The python package for text simplification evaluation contains a lot of features to highlight differences between the original sentence and simplified sentence. Some of these features might also be helpful to determine if a sentence is complex to understand.
*Warning: Most of these features are originally calculated for English and might not language-independent.*

**Result:**
- strong correlation between MOS and count of characters (r=0.749874)
- strong correlation between MOS and count of syllables (r=0.733147)
- strong correlation between MOS and count of words (r=0.684206)
- strong correlation between MOS and Flesh-Kincaid-Grading-Level (r=0.616677)

- moderate correlation between MOS and parse tree height (r=0.569646)
- moderate correlation between MOS and maximum position in frequency table (r=0.44683)
- moderate correlation between MOS and average length of verb phrases (r=0.424383)

SOURCE DATA

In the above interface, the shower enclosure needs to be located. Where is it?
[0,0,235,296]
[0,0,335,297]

YOUR TASKS
**1.** According to the text on text simplification features, why might its features not be language-independent? Answer in one to three sentences.
**2.** Carry on the text on text simplification features past its last line.
The data here has no connection to the text on text simplification features.

TASK-BY-TASK RESULTS
**1.** Most of the features were originally calculated for English.

**2.**
- moderate correlation between MOS and average length of noun phrases (r=0.422467)
- moderate negative correlation between MOS and type token ratio (r=-0.488884)


- weak negative correlation between MOS and Flesh-Reading Ease score (r=-0.392505)
- weak negative correlation between MOS and ratio of verbs(r=-0.279899)
- weak negative correlation between MOS and ratio of pronouns (r=-0.264084)
- weak correlation between MOS and lexical complexity score (r=0.352031)
- weak correlation between MOS and characters per word (r=0.341423)
- weak correlation between MOS and average length of prepositional phrase (r=0.298464)
- weak correlation between MOS and average position in frequency table (r=0.287437)
- weak correlation between MOS and syllables per word (r=0.244687)
- weak correlation between MOS and if a sentence is non-projective or not (r=0.232608)
- weak correlation between MOS and ratio of conjunctions (r=0.20639)
- weak correlation between MOS and ratio of adjectives (r=0.200404)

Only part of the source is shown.